(YOUR INSTRUCTIONS) In the route description, take the part that opens with the words containing "The route continues" and closes with "town of Cincinnatus.", and write it out again with "village" in place of "hamlet".

(EXTRACT)
# # # # # # #

The route continues north through the towns of Greene and Smithville to the hamlet of Smithville Flats, where it meets the western terminus of NY 220. NY 41 heads northwest from this junction, passing by Long Pond and Cincinnatus Lake before crossing into Cortland County and the town of Willet. In the hamlet of the same name, NY 41 intersects NY 26. It joins NY 41 here, and the two routes proceed northwest from the hamlet and across the Otselic River to a junction with the east end of NY 221. Past this point, NY 26 and NY 41 head due north along the river's west bank into the town of Cincinnatus.

The overlap comes to an end near the hamlet of Gee Brook, where NY 41 splits from NY 26 and veers northwestward into a rural valley surrounding a small stream that gives the hamlet of Gee Brook its name. NY 41 crosses through the northeastern corner of the town of Freetown and the southern portion of the town of Solon on its way to the town of Cortlandville, where it intersects I-81 and US 11 west of the village of McGraw. US 11 and NY 41 come together here and parallel I-81 westward toward the city of Cortland. Just east of the city line, I-81 veers north to avoid downtown Cortland while US 11 and NY 41 continue west across the Tioughnioga River and into the city.

# # # # # # #

(Dataset entries)
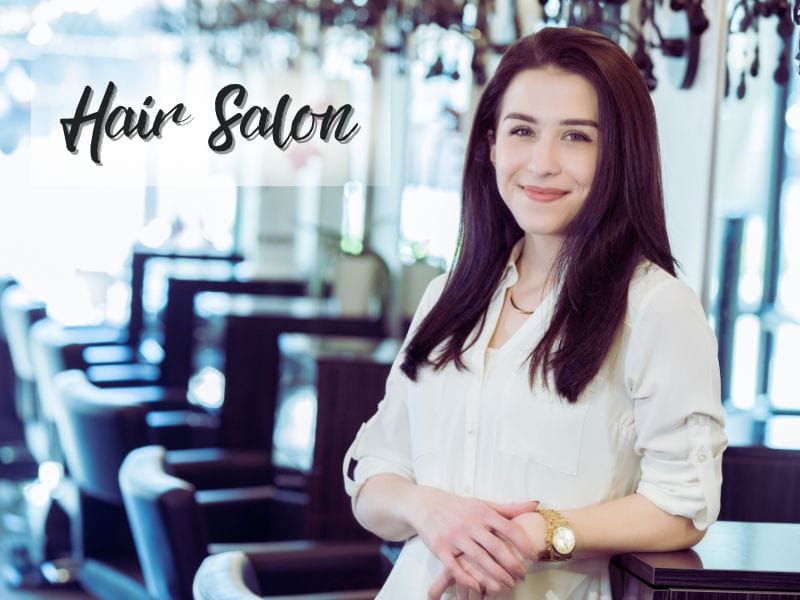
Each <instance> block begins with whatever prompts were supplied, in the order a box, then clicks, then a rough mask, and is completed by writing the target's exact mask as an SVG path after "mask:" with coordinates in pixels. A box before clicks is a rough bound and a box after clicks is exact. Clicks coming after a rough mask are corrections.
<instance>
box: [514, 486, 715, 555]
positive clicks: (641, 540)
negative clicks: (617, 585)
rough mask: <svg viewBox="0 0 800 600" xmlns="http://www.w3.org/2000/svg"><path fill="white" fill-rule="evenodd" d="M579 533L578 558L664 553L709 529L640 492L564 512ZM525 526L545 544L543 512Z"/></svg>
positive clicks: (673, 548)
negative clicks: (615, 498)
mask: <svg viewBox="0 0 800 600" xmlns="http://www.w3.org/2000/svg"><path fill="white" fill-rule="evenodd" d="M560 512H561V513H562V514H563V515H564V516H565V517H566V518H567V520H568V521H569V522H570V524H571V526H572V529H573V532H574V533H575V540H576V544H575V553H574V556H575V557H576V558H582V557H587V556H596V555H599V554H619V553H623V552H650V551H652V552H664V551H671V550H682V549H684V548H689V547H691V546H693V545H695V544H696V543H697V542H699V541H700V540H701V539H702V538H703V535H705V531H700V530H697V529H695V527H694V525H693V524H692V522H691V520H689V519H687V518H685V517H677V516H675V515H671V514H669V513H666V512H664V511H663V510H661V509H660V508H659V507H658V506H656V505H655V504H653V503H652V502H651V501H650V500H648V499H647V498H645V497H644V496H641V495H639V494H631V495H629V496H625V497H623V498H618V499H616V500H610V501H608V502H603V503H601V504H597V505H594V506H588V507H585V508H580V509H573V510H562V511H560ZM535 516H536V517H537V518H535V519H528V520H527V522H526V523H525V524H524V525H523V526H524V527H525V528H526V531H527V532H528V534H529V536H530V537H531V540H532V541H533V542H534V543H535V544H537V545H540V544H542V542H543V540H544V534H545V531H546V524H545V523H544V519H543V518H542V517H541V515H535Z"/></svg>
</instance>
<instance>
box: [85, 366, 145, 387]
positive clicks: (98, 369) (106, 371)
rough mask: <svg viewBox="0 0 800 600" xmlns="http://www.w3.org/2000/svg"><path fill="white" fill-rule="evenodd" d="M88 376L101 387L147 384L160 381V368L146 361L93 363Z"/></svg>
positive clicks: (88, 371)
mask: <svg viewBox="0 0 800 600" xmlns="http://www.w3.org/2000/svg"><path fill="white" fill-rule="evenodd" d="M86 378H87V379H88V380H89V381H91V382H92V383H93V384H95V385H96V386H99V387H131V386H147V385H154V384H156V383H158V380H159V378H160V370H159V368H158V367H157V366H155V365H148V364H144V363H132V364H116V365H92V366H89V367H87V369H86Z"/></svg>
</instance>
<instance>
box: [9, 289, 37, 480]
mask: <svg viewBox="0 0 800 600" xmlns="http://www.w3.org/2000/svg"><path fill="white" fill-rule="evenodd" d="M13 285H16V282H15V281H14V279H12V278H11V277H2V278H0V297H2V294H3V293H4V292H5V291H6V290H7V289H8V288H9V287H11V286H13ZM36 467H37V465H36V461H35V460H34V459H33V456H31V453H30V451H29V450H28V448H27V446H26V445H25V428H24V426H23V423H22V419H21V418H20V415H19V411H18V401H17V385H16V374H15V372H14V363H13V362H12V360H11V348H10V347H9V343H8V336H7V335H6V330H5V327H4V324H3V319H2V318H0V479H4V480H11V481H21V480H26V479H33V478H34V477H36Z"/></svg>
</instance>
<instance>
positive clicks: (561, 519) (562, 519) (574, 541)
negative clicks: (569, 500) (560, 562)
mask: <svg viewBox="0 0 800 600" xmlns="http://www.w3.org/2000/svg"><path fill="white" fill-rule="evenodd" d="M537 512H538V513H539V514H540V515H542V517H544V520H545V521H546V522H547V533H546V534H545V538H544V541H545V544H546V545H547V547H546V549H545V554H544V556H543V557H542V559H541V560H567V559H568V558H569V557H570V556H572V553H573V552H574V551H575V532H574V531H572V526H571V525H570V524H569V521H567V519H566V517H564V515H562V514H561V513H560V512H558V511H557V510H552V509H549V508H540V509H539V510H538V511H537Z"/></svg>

# # # # # # #

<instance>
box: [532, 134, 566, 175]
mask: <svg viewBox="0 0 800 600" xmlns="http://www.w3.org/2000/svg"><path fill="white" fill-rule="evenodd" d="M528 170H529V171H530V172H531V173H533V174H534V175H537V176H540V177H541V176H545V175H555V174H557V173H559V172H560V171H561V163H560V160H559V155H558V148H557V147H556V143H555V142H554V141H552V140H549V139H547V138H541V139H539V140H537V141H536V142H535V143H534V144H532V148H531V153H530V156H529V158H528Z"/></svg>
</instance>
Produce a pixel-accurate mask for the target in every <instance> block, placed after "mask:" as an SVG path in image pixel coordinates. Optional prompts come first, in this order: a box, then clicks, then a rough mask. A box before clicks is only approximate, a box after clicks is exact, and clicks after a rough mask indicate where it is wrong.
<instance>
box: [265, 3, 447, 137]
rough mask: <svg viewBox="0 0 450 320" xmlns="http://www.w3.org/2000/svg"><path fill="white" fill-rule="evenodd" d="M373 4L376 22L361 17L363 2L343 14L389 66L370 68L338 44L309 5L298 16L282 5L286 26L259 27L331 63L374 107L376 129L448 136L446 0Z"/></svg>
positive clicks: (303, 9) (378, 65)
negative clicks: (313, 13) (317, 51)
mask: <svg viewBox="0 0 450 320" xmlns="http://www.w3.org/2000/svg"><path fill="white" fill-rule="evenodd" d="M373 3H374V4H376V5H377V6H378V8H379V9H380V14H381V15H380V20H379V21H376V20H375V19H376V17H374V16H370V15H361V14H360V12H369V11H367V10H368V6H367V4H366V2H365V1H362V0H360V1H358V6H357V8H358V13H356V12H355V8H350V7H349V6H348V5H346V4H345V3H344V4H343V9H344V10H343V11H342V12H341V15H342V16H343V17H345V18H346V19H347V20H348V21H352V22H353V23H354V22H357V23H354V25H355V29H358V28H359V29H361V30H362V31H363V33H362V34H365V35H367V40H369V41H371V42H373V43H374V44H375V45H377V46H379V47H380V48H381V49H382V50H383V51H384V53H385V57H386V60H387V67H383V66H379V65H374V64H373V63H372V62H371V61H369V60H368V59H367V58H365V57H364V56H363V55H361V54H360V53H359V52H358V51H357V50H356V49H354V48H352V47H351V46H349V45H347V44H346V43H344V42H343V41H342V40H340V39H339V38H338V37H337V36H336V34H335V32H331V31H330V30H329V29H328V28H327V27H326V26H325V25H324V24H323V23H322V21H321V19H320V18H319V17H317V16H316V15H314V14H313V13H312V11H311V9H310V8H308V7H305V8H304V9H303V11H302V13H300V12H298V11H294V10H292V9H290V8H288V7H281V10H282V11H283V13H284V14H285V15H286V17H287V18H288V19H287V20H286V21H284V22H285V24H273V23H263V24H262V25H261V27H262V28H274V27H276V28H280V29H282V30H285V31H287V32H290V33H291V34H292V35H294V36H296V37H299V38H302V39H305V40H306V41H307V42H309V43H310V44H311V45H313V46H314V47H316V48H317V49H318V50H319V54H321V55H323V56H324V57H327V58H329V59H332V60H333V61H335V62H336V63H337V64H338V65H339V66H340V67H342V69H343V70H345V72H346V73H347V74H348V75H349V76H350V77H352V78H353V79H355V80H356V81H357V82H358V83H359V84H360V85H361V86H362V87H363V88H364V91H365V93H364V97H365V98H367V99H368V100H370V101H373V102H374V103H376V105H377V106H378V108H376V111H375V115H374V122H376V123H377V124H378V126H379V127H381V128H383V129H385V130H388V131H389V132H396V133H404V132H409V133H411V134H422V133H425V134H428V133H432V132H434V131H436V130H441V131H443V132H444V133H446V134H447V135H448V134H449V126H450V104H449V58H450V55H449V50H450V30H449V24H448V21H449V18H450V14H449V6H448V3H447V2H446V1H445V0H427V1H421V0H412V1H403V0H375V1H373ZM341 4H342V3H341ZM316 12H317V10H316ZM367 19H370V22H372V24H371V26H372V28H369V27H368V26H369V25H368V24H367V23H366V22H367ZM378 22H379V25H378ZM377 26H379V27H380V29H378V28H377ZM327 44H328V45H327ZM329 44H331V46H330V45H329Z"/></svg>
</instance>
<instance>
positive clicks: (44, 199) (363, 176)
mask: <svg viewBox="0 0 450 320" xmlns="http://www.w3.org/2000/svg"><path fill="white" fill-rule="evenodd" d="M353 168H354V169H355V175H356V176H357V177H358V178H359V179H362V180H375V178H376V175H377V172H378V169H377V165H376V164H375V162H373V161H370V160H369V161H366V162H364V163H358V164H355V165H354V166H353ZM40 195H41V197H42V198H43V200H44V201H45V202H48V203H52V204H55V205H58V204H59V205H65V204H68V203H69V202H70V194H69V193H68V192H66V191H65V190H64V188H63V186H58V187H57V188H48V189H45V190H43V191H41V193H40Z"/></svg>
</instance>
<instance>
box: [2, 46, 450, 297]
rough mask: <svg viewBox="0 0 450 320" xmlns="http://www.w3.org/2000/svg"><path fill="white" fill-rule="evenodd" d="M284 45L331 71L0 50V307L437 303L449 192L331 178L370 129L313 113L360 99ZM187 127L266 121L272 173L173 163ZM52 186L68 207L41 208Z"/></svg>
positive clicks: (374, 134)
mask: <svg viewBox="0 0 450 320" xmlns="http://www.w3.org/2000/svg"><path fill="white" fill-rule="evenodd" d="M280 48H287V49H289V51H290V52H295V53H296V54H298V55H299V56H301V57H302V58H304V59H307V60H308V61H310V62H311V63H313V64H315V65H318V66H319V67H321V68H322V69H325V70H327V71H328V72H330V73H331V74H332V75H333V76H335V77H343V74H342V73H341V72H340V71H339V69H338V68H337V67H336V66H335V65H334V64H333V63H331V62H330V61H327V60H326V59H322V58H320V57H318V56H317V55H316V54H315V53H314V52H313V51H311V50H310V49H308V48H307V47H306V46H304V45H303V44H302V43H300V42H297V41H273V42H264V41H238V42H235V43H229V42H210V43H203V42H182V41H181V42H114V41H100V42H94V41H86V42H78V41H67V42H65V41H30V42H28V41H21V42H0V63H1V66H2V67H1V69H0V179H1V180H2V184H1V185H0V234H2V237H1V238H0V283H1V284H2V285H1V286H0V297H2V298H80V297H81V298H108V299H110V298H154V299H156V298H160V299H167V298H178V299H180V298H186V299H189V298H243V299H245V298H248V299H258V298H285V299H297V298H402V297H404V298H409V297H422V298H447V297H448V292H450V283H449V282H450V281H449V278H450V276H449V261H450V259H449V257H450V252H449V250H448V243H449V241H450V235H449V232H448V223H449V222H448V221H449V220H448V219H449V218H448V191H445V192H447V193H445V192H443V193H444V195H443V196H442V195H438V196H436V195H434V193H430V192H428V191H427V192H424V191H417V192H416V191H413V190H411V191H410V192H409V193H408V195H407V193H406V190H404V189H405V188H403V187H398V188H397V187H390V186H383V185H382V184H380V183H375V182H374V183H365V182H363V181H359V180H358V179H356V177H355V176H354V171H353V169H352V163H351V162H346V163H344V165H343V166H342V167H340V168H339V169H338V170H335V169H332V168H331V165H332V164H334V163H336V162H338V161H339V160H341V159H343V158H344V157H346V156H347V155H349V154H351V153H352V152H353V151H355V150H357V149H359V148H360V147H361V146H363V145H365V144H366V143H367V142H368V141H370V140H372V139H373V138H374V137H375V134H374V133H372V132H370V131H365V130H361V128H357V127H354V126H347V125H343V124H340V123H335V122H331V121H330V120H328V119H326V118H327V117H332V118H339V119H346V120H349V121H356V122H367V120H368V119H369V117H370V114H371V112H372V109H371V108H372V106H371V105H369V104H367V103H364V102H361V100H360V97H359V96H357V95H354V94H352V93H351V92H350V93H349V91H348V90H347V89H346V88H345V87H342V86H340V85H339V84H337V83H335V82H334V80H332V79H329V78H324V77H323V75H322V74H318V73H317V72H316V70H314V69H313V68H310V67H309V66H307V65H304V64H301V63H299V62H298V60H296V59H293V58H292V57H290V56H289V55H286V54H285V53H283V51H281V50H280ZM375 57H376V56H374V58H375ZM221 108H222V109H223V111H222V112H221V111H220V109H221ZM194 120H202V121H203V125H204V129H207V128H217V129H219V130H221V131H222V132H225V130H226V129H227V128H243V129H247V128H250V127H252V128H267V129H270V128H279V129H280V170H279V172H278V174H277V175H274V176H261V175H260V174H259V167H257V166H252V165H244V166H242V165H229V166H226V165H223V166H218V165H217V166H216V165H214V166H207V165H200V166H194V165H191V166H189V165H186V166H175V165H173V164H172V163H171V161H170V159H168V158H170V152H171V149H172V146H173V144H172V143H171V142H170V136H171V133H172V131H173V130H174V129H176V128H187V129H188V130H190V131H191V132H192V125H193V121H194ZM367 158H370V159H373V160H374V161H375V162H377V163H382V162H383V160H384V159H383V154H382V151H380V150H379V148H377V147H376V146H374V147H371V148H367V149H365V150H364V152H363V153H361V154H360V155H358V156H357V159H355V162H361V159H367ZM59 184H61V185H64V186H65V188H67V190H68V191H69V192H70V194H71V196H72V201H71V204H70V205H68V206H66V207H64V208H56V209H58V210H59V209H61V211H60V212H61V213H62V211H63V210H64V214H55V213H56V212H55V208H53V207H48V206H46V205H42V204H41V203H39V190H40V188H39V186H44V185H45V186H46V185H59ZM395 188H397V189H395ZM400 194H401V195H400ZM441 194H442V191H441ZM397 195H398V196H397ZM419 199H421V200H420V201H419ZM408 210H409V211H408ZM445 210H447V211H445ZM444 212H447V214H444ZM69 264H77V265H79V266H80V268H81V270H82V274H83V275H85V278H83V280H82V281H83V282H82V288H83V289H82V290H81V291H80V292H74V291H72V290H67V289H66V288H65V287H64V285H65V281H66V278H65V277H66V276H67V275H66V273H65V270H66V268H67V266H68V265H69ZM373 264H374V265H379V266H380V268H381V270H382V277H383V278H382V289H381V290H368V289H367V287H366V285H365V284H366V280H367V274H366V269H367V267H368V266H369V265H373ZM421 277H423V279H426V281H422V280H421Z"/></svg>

# # # # # # #

(ANSWER BELOW)
The route continues north through the towns of Greene and Smithville to the village of Smithville Flats, where it meets the western terminus of NY 220. NY 41 heads northwest from this junction, passing by Long Pond and Cincinnatus Lake before crossing into Cortland County and the town of Willet. In the village of the same name, NY 41 intersects NY 26. It joins NY 41 here, and the two routes proceed northwest from the village and across the Otselic River to a junction with the east end of NY 221. Past this point, NY 26 and NY 41 head due north along the river's west bank into the town of Cincinnatus.